▶ Written exercise
Pick out each line below that contains the word "mountain" and copy those lines.

Start of Extracted information

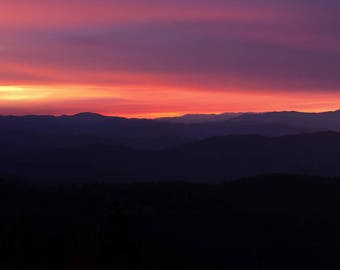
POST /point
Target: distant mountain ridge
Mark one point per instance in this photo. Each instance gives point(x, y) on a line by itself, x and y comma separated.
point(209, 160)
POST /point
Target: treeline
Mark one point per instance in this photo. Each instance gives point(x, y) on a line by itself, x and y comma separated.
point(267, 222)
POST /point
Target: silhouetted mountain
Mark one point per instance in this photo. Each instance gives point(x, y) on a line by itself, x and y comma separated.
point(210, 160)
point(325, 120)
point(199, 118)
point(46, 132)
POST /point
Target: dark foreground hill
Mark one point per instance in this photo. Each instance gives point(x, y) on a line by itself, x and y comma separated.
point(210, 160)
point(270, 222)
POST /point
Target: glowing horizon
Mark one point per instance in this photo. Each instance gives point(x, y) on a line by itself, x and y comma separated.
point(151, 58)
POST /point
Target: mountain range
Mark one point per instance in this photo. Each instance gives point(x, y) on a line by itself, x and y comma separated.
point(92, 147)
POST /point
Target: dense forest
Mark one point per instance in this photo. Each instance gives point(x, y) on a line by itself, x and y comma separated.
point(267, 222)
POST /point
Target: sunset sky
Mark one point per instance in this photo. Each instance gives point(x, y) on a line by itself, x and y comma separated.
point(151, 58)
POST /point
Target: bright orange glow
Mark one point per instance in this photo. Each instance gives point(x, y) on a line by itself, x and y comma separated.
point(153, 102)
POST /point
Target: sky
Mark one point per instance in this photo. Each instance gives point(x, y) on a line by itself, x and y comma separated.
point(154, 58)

End of Extracted information
Start of Extracted information

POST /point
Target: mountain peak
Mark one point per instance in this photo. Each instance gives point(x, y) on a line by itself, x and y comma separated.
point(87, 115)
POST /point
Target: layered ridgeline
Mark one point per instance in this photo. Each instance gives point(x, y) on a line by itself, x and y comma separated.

End of Extracted information
Start of Extracted information

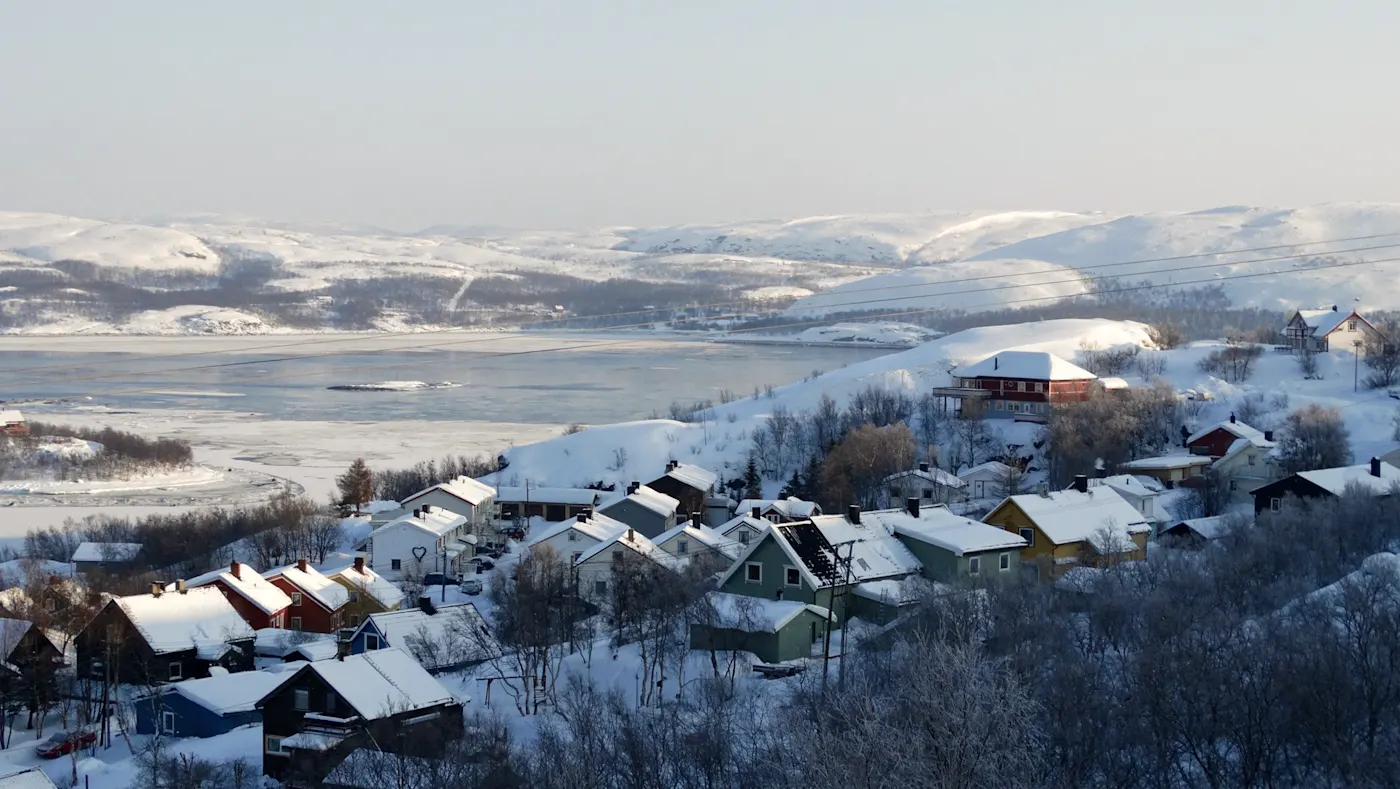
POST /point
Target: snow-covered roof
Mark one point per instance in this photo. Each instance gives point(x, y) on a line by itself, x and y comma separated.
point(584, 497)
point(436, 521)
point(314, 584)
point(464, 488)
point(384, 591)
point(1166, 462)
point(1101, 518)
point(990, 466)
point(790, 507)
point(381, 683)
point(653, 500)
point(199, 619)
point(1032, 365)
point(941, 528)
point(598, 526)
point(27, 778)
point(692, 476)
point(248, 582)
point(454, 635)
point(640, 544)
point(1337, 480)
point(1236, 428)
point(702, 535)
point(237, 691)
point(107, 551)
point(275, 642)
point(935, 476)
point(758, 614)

End of Extracted information

▶ Task response
Target: distant mountain ridge
Target: silhouetted mountain
Target: mountain range
Target: mountain peak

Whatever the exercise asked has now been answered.